• Textauszug
Die Unabhängigkeit der Prüfungsausschüsse wird durch das Verlangen auf Vorlage der Bewertungsgrundlagen nicht beeinträchtigt. Es gilt hier im Grunde das gleiche, was der BFH in dem Urteil VII 264/63 von der Vorlage der Prüfungsakten und der Befugnis des Geprüften, diese Akten einzusehen, schon ausgesprochen hat. Die Unabhängigkeit der Prüfungsausschüsse und der einzelnen Prüfer ist durch die erwähnte beschränkte gerichtliche Nachprüfbarkeit der Prüfungsentscheidungen hinreichend gesichert. Diese Unabhängigkeit darf jedoch nicht dazu führen, die Aufklärarbeit von Fehlern, die auf seiten der Prüfenden etwa vorgekommen sind, zu verhindern oder zu erschweren. Eine so weitgehende Unabhängigkeit ließe sich mit rechtsstaatlichen Grundsätzen, insbesondere der Chancengleichheit aller Prozeßbeteiligten vor Gericht und dem Anspruch auf ausreichenden Rechtsschutz gegenüber Rechtsverletzungen durch die öffentliche Gewalt (Art. 19 Abs. 4 GG), nicht vereinbaren.

• Aufgabe A
Wandle in den Eingabedaten alles ab der Zeile, die „Annotate the hair“ enthält, bis einschließlich der letzten Zeile in eine JSON-Liste von Strings um, einen pro Zeile und ohne Leerzeilen.
Der Textauszug und die Zeilen haben inhaltlich nichts miteinander zu tun.

• Eingabedaten
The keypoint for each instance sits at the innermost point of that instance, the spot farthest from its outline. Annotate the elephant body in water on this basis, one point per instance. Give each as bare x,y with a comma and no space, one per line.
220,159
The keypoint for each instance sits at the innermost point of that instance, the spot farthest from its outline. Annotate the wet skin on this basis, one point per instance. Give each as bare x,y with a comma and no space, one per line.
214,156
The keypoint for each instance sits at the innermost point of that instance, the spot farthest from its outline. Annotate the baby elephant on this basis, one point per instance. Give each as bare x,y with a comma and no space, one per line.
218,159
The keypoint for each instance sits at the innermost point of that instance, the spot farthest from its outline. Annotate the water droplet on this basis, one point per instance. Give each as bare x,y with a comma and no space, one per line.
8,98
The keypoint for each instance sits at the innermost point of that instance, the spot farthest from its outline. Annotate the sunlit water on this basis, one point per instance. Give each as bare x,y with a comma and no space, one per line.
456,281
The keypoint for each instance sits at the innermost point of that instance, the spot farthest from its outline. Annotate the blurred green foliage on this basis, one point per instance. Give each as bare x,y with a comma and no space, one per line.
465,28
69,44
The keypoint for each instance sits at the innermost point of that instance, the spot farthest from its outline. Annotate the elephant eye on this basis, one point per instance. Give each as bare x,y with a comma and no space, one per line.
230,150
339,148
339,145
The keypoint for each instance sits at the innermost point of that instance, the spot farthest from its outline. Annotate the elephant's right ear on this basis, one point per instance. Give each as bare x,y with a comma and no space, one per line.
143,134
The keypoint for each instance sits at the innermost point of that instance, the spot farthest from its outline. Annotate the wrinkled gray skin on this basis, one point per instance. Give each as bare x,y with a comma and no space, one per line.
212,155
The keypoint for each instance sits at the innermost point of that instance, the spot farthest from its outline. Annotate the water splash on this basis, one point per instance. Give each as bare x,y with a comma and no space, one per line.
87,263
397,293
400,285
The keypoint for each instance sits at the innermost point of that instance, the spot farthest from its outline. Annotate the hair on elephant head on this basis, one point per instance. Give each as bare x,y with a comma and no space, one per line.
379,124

• Aufgabe B
Gib den Textauszug über die Unabhängigkeit der Prüfungsausschüsse vollständig und wortgetreu wieder.

• Richtige Antwort A
[
  "The keypoint for each instance sits at the innermost point of that instance, the spot farthest from its outline. Annotate the hair on elephant head on this basis, one point per instance. Give each as bare x,y with a comma and no space, one per line.",
  "379,124"
]

• Richtige Antwort B
Die Unabhängigkeit der Prüfungsausschüsse wird durch das Verlangen auf Vorlage der Bewertungsgrundlagen nicht beeinträchtigt. Es gilt hier im Grunde das gleiche, was der BFH in dem Urteil VII 264/63 von der Vorlage der Prüfungsakten und der Befugnis des Geprüften, diese Akten einzusehen, schon ausgesprochen hat. Die Unabhängigkeit der Prüfungsausschüsse und der einzelnen Prüfer ist durch die erwähnte beschränkte gerichtliche Nachprüfbarkeit der Prüfungsentscheidungen hinreichend gesichert. Diese Unabhängigkeit darf jedoch nicht dazu führen, die Aufklärarbeit von Fehlern, die auf seiten der Prüfenden etwa vorgekommen sind, zu verhindern oder zu erschweren. Eine so weitgehende Unabhängigkeit ließe sich mit rechtsstaatlichen Grundsätzen, insbesondere der Chancengleichheit aller Prozeßbeteiligten vor Gericht und dem Anspruch auf ausreichenden Rechtsschutz gegenüber Rechtsverletzungen durch die öffentliche Gewalt (Art. 19 Abs. 4 GG), nicht vereinbaren.